#### [What needs to be done]
When you reach the listing, restate it word for word, leaving nothing out.

#### [Dataset content]

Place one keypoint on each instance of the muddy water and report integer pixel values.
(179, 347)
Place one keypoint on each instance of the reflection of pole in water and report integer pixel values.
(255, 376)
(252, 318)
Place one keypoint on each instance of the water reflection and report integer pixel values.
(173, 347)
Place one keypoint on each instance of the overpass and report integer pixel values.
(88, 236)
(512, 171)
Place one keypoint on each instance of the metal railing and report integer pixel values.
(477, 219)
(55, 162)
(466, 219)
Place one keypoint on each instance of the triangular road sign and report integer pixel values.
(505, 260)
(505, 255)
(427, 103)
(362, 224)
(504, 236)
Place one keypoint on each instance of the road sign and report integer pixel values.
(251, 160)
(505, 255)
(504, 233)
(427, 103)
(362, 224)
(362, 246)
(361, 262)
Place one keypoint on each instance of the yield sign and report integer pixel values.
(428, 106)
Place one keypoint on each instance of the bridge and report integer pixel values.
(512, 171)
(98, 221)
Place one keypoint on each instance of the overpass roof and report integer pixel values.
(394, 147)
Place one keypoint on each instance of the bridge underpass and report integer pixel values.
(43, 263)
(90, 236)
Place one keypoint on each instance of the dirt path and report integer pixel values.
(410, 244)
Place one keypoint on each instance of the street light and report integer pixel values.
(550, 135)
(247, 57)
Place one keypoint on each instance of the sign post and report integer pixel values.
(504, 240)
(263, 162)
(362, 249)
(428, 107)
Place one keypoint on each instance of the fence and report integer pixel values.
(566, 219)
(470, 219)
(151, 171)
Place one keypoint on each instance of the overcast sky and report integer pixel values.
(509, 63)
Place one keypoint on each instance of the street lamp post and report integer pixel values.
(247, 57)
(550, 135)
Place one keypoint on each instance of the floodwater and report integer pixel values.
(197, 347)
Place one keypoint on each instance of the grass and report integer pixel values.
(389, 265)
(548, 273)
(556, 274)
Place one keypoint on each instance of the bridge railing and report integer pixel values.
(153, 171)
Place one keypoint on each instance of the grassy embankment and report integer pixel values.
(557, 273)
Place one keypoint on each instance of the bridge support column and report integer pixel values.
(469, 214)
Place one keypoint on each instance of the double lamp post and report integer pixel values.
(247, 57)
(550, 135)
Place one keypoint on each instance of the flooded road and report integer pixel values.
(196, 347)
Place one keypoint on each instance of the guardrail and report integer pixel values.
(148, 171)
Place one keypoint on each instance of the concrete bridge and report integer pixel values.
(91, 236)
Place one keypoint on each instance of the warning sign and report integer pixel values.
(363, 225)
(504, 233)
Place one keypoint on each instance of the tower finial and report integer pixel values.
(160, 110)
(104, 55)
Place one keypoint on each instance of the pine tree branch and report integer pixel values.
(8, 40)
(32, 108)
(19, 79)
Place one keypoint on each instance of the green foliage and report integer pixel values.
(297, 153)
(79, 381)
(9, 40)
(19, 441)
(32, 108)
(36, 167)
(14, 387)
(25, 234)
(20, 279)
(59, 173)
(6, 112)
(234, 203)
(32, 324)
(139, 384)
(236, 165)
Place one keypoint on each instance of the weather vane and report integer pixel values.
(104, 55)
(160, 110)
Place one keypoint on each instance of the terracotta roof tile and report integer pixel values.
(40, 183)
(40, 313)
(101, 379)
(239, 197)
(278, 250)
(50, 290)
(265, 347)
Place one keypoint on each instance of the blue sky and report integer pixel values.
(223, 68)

#### [Exercise result]
Place one keypoint on each instance of the muddy water and report integer pixel values.
(179, 347)
Place one keypoint on each instance of the reflection of pole in water and report integer pixel values.
(255, 376)
(252, 318)
Place one keypoint on each instance of the water reflection and report integer pixel values.
(173, 347)
Place one keypoint on each instance of the overpass and report integer pixel values.
(88, 236)
(512, 171)
Place one keypoint on each instance of the metal railing and report integer pixel values.
(477, 219)
(55, 162)
(466, 219)
Place one keypoint on each instance of the triangular road sign and report integer pixel values.
(505, 260)
(505, 255)
(427, 103)
(362, 224)
(504, 236)
Place one keypoint on each instance of the road sign and report integer pixel values.
(251, 160)
(505, 255)
(504, 233)
(427, 103)
(362, 224)
(362, 246)
(361, 262)
Place one keypoint on each instance of the yield sign and report integer pixel values.
(428, 106)
Place one keypoint on each instance of the bridge and report integer pixel values.
(512, 171)
(98, 221)
Place one keypoint on each instance of the overpass roof and report integer pixel values.
(394, 147)
Place one keypoint on each instance of the bridge underpass and report integer pixel values.
(43, 263)
(90, 236)
Place one keypoint on each instance of the dirt path and report integer pixel values.
(410, 244)
Place one keypoint on each instance of the street light and report integer pixel values.
(550, 135)
(247, 57)
Place one keypoint on each instance of the sign post and report integer pixel values.
(504, 240)
(263, 162)
(362, 249)
(428, 107)
Place one keypoint on each instance of the fence and report integer pixel values.
(566, 219)
(470, 219)
(151, 171)
Place one keypoint on each instance of the overcast sky and report integer pixel values.
(509, 63)
Place one keypoint on each instance of the street lamp post and report integer pixel values.
(247, 57)
(550, 135)
Place one keypoint on each instance of the floodwater and report integer pixel values.
(197, 347)
Place one keypoint on each instance of the grass and report integer pixel values.
(389, 265)
(548, 273)
(556, 274)
Place one keypoint on each instance of the bridge railing and report integer pixel values.
(153, 171)
Place one keypoint on each instance of the grassy embankment and report integer pixel values.
(557, 273)
Place one keypoint on each instance of the bridge support column and report integer pixel values.
(469, 214)
Place one keypoint on each instance of the double lamp post and report integer pixel values.
(247, 57)
(550, 135)
Place one keypoint on each instance of the flooded road and report integer pixel values.
(196, 347)
Place one keypoint on each instance of the guardrail and report integer pixel values.
(148, 171)
Place one keypoint on each instance of the concrete bridge and report integer pixel values.
(91, 236)
Place one keypoint on each instance of the warning sign and report integer pixel values.
(363, 225)
(504, 233)
Place one keypoint on each instance of the tower finial and report integer pixel values.
(160, 110)
(104, 55)
Place one keypoint on each instance of the pine tree branch and report integer pixel values.
(8, 40)
(32, 108)
(19, 79)
Place one keypoint on each instance of the green foliage and report integer pixel values.
(297, 153)
(79, 381)
(9, 40)
(19, 441)
(32, 108)
(36, 167)
(14, 387)
(25, 234)
(20, 279)
(59, 173)
(6, 112)
(234, 203)
(32, 324)
(139, 384)
(236, 165)
Place one keypoint on each instance of the weather vane and report integer pixel values.
(104, 55)
(160, 110)
Place one keypoint on each instance of the terracotta roof tile and report integer pixel values.
(40, 183)
(40, 313)
(101, 379)
(239, 197)
(278, 250)
(50, 290)
(265, 347)
Place one keypoint on each instance of the blue sky and report integer pixel values.
(223, 68)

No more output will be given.